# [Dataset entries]
::::::::::
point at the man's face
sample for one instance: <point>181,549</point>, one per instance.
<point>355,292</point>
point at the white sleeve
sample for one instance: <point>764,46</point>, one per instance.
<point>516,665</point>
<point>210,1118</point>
::::::::::
# [INSTRUCTIONS FOR THE TASK]
Could you reproduce the data above exactly as given?

# [YOUR SOLUTION]
point at the man's face
sample for one instance: <point>181,549</point>, one per instance.
<point>355,292</point>
point at the white sleeve
sample for one instance: <point>764,46</point>, one per instance.
<point>516,665</point>
<point>210,1118</point>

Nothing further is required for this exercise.